■ ЗАДАЧА A
Верни дословно строки записей, начиная с первой строки записей и до строки с «x=207 y=163» включительно. Изображения в ответ не включай.

■ ИСХОДНЫЙ ТЕКСТ

Кому чару пить,
кому здраву быть —
князю Алексею свет Николаевичу.
Пей до дна, пей до дна, пей до дна,
пока чарка не осушена!
В ту ночь кровати расставлялись везде, где только можно, гости спали на диванах в доме и во флигеле, но мест не хватало, чтобы уложить всех, и молодые холостяки попросту отправлялись ночевать на сеновал.
У меня нет желания изображать прежнюю Россию в идиллических красках. Я перебираю свои воспоминания — такими они сохранились в душе, отражая чаще всего мои счастливые мгновения. Конечно, моя жизнь соприкасалась с трагедией судьбы крестьянства, — стоило лишь шагнуть за ворота имения, войти в соседнюю деревню. Невозможно жить из поколения в поколение рядом с крестьянами и не знать всей тяжести их бытия. Если верить недавно опубликованной во Франции работе Жоржа Вальтера «История французского крестьянства», в странах, обогнавших Россию, положение крестьян было немногим лучше, хотя, как мне кажется, здесь историк в описании картины намеренно сгущает краски, руководствуясь политическими мотивами.
С деревней Матово у нас поддерживались самые тесные отношения. Все ее жители были потомками бывших крепостных, получивших вольные от моего двоюродного прадеда Дмитрия Федоровича Шаховского еще до официального освобождения крестьян (в ту эпоху не он один, но и другие помещики поступали таким образом). Он также помог крестьянам построить свои первые избы свободных людей.

■ СОХРАНЁННЫЕ ДАННЫЕ
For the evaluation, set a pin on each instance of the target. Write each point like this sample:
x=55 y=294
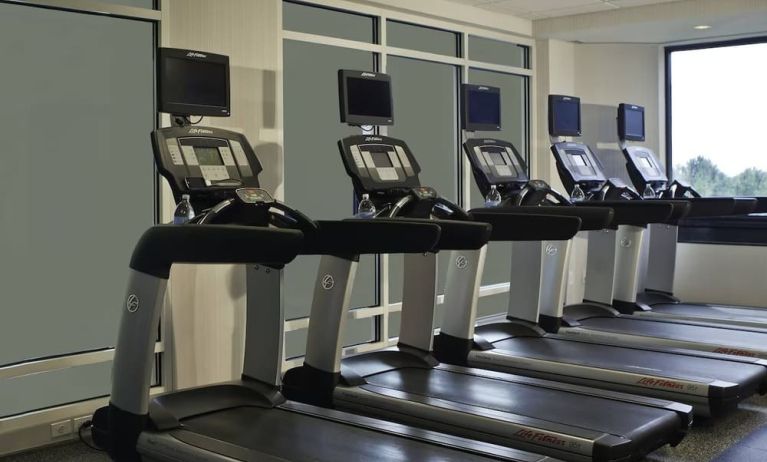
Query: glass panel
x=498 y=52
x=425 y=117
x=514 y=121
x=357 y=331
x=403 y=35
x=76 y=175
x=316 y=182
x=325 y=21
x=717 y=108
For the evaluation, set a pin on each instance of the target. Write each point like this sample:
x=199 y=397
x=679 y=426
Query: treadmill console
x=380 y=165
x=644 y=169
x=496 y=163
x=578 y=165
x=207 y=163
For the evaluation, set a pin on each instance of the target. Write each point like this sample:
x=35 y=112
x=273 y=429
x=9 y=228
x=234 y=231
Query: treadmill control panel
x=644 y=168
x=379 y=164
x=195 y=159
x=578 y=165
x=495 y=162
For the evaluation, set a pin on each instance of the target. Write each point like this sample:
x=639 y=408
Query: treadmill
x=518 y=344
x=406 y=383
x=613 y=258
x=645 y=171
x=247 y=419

■ ЗАДАЧА B
Продолжи воспоминания о жизни в имении и о деревне Матово, начав сразу после последнего приведённого предложения.

■ ИТОГОВЫЙ ОТВЕТ A
For the evaluation, set a pin on each instance of the target. Write each point like this sample:
x=55 y=294
Query: glass panel
x=498 y=52
x=425 y=117
x=514 y=121
x=357 y=331
x=403 y=35
x=76 y=175
x=316 y=182
x=325 y=21
x=717 y=108
For the evaluation, set a pin on each instance of the target. Write each point like this sample:
x=199 y=397
x=679 y=426
Query: treadmill console
x=380 y=165
x=644 y=169
x=496 y=163
x=578 y=165
x=207 y=163

■ ИТОГОВЫЙ ОТВЕТ B
Это была затерянная деревня, связанная с внешним миром через имение Матово. Каждый день на Красном крыльце, в прихожей, толпились мужики и бабы, пришедшие за советом и помощью: за лекарством от жара или зубной боли, от дизентерии или ревматизма, за мешком муки или за семенами. Для скудного крестьянского хозяйства потеря лошади или коровы оборачивалась настоящей трагедией, и владельцам имения надлежало оказать помощь потерпевшим — в рассрочку продать им скотину взамен павшей. Иногда надо было отвезти кого-нибудь в больницу; бывало, что погорельцы просили леса на постройку новой избы…
Стоит рассказать, быть может, одну анекдотическую историю, приключившуюся во время революции 1905 года, то есть еще до моего рождения, и описанную в воспоминаниях матери. Отца не было дома, когда крестьяне, взбудораженные слухами о беспорядках, явились высказать свои требования моим родителям. Время было послеполуденное. Довольно разгоряченная толпа подошла к дому, и прислуга доложила о ее появлении моей матери. Она вышла на балкон с простыми словами: «Не шумите, мои дети спят». Этого оказалось достаточно, чтобы воцарилась тишина. «А теперь изберите представителей, с которыми князь и я будем разговаривать». Тем временем приехал отец, и делегаты были приняты. Они объяснили, что, по слухам, отныне установлена арендная плата в десять рублей с десятины земли и что они желают платить такую сумму. Отец рассмеялся: «Хотите платить по десять рублей? Пожалуйста, я не против. Только вы, верно, забыли, что сейчас платите нам всего по пять рублей с десятины?» Беднягам, по их неосведомленности, такое даже в голову не пришло: едва прослышав об официальном понижении платы, они поспешили действовать — и теперь, в полном смятении от того, что дело приняло подобный оборот, пустились, сожалея, извиняться. Разумеется, арендная плата осталась прежней, ниже официально принятой.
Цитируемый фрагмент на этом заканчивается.